### Görev 1:
2. Mahmut türbesiyle ilgili metinde "Bu sabah Sultan" ifadesinden başlayıp "önünden geçtiğim 2." ifadesine kadar uzanan bölümün tamamını hiçbir değişiklik yapmadan alıntılayın.

### Belge Bölümü:
════════════════
Bu sabah Sultan
2. Mahmut ve 2. Abdülhamit’in mezarının da bulunduğu Çemberlitaş’taki türbenin
önünden geçerken yaşlı bir amcanın mermerlerin arasında fışkıran yeşil otları
yolarken gördüm; bir kare fotoğrafını çektim. Sonra kendimi türbenin içinde buldum.
Lise ve gazetecilik
hayatım Sultanahmet ve Cağaloğlu bölgesinde geçti. Hâlâ da o bölgedeyim.
Türkiye Gazeteciler Cemiyeti’ne (TGC) gidip gelirken hep önünden geçtiğim 2.
Mahmut türbesine ilk girişim yıllar önce “İlk Basın Şehidi Hasan Tahsin”i anma
nedeniyle olmuştu. Sonraki yıllarda da birkaç kez yine tören için gitmişliğim
vardı. Bir kerede “Bâb-ı Âli Şenlikleri” kapsamında gitmiştim. Şenliğe katılan
konukları gezdiren rehbere:
- Burada Şeyh Bedrettin’in de
mezarı var, ondan neden bahsetmiyorsunuz?” dediğimde adam çılgına dönmüştü.
════════════════
(Ham kayıtlar)
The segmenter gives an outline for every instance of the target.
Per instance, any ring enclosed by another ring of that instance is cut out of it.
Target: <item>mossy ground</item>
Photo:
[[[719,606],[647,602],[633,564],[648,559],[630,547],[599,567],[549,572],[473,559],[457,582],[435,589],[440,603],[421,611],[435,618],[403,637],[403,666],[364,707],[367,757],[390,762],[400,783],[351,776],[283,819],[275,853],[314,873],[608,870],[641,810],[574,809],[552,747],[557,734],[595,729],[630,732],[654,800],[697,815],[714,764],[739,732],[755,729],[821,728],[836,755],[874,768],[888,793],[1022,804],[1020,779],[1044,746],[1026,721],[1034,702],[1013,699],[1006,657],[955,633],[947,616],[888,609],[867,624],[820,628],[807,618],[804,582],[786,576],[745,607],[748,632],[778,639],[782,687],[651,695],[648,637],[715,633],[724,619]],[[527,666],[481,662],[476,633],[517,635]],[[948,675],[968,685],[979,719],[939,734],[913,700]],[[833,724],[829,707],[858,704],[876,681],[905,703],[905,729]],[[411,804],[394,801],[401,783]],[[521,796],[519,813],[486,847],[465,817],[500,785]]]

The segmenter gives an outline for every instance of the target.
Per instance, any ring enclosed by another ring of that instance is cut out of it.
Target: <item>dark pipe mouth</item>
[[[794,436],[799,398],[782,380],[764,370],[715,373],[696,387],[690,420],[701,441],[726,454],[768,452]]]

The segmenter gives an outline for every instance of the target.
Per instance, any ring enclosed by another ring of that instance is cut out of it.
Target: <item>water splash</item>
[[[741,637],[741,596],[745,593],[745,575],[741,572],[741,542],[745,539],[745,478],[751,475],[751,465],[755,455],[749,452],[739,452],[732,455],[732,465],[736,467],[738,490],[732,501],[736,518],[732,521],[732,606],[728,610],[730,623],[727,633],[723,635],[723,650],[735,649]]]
════════════════
### Görev 2:
Girdilerde "item" dizesini içeren satırları sayın ve yalnızca bu sayıyı verin.

### Yazılı Yanıt 1:
Bu sabah Sultan
2. Mahmut ve 2. Abdülhamit’in mezarının da bulunduğu Çemberlitaş’taki türbenin
önünden geçerken yaşlı bir amcanın mermerlerin arasında fışkıran yeşil otları
yolarken gördüm; bir kare fotoğrafını çektim. Sonra kendimi türbenin içinde buldum.
Lise ve gazetecilik
hayatım Sultanahmet ve Cağaloğlu bölgesinde geçti. Hâlâ da o bölgedeyim.
Türkiye Gazeteciler Cemiyeti’ne (TGC) gidip gelirken hep önünden geçtiğim 2.

### Yazılı Yanıt 2:
3